Dataset rows showing where objects appear:
⟨
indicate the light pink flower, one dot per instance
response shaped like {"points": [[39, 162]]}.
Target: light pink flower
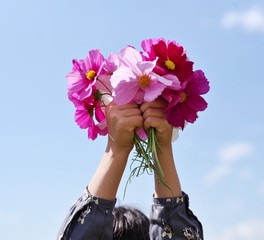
{"points": [[135, 81]]}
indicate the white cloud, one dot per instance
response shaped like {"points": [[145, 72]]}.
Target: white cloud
{"points": [[246, 230], [227, 156], [249, 20]]}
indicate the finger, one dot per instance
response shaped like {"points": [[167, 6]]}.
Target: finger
{"points": [[130, 112], [154, 112], [158, 103], [155, 122]]}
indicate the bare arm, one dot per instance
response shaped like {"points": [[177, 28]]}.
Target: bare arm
{"points": [[122, 122]]}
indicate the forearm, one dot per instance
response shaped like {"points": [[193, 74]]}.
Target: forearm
{"points": [[170, 176], [107, 177]]}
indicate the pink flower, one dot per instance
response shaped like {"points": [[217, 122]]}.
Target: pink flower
{"points": [[172, 58], [185, 103], [135, 81], [88, 111], [84, 74]]}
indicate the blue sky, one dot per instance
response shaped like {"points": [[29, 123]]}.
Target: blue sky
{"points": [[46, 160]]}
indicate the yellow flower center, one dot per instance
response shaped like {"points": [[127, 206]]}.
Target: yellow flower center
{"points": [[90, 75], [170, 64], [144, 81], [183, 97]]}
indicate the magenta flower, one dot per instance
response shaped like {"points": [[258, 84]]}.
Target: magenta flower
{"points": [[172, 58], [135, 81], [84, 74], [184, 104], [88, 111]]}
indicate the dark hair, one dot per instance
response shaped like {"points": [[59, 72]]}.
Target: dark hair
{"points": [[130, 224]]}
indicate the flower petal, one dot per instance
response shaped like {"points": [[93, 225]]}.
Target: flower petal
{"points": [[125, 92]]}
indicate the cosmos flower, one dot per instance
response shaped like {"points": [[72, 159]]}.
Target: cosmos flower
{"points": [[135, 81], [84, 74], [172, 58], [184, 104], [88, 111]]}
⟩
# Work to do
Extract every line of the listing above word for word, omitting the pictures from your reproduction.

# Solution to this task
indicate the light pink flower, one dot per instance
response shaped like {"points": [[39, 162]]}.
Target: light pink flower
{"points": [[135, 81]]}
indicate the white cloud, one dot per instance
response shaped like {"points": [[145, 72]]}.
Target: white cloud
{"points": [[246, 230], [227, 156], [249, 20]]}
indicate the finger, one dot per instance
response shaped like {"points": [[167, 6]]}.
Target: finger
{"points": [[130, 112], [154, 112], [158, 103], [155, 122]]}
indicate the bare arm, one dot per instance
response shaped like {"points": [[177, 28]]}.
Target: bare arm
{"points": [[122, 122]]}
indicate the forearm, one dot per instance
response shaped like {"points": [[193, 74]]}.
Target: forearm
{"points": [[170, 176], [107, 177]]}
indicate the pink flower, one dot per instance
response shaped like {"points": [[217, 122]]}.
Target: pink flower
{"points": [[172, 58], [185, 103], [135, 81], [88, 111], [84, 74]]}
indicate the blue sky, one dot per instance
response shaped like {"points": [[29, 123]]}.
Target: blue sky
{"points": [[46, 160]]}
indicate the yellow flower center, one dot per instance
response shaped like {"points": [[127, 206]]}.
Target: yellow flower center
{"points": [[90, 75], [170, 64], [144, 81], [183, 97]]}
indicate the magenta flower, one dot per instance
response shaped like {"points": [[258, 84]]}.
Target: magenta flower
{"points": [[172, 58], [135, 81], [84, 74], [184, 104], [88, 111]]}
indicate the dark hair, one dot per instance
response shaped like {"points": [[59, 72]]}.
Target: dark hair
{"points": [[130, 224]]}
indicate the flower petal, one dot per instance
response shaped like {"points": [[93, 225]]}.
Target: flower petal
{"points": [[125, 92]]}
indicate the cosmos flower, one dot per instance
response shaped like {"points": [[72, 159]]}.
Target: cosmos flower
{"points": [[135, 81], [84, 74], [172, 58], [184, 104], [88, 111]]}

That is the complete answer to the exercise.